● **What is being asked**: Take the entries below and print, exactly, the stretch from the line containing "form: x=633 y=227." through the line containing "form: x=36 y=190.", both included.

● **Exercise inputs**:
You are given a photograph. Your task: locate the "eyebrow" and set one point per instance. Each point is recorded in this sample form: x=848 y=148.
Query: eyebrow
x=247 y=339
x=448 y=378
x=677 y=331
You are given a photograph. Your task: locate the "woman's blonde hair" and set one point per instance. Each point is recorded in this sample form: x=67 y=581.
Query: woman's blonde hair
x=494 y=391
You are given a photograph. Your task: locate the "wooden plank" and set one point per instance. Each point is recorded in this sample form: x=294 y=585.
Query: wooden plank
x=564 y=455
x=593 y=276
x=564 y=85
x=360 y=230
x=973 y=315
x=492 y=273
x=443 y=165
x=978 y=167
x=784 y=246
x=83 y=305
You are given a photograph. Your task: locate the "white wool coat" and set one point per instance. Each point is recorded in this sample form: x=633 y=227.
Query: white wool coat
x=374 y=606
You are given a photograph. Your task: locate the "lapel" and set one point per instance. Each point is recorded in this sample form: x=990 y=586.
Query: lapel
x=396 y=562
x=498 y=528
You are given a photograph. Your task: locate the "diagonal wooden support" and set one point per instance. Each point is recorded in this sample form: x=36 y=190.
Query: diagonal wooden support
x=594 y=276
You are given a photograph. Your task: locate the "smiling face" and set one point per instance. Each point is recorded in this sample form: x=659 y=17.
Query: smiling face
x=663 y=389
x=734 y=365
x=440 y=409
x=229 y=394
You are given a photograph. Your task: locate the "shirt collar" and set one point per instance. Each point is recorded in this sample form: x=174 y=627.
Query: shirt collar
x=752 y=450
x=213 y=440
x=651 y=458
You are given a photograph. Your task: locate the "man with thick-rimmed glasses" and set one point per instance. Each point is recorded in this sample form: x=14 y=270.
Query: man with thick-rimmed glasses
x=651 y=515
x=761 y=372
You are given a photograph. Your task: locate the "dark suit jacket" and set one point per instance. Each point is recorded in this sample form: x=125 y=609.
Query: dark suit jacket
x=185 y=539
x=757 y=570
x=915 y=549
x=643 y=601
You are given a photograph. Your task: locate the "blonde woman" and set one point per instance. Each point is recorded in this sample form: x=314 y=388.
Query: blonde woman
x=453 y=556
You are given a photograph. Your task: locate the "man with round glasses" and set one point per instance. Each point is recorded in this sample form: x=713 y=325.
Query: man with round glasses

● **Written response**:
You are given a photograph. Your task: locate the "white wool coat" and set one point per instance. Each point is recorded in this sample form: x=633 y=227.
Query: white wool coat
x=374 y=606
You are given a photograph. Your task: locate the "lapel" and set one point per instance. Each point is recorded in this sample form: x=990 y=586.
Query: lapel
x=396 y=562
x=498 y=528
You are given a photograph. Your task: locate the "diagonal wooden support" and set one point per instance. Each point is recorded in this sample form: x=36 y=190.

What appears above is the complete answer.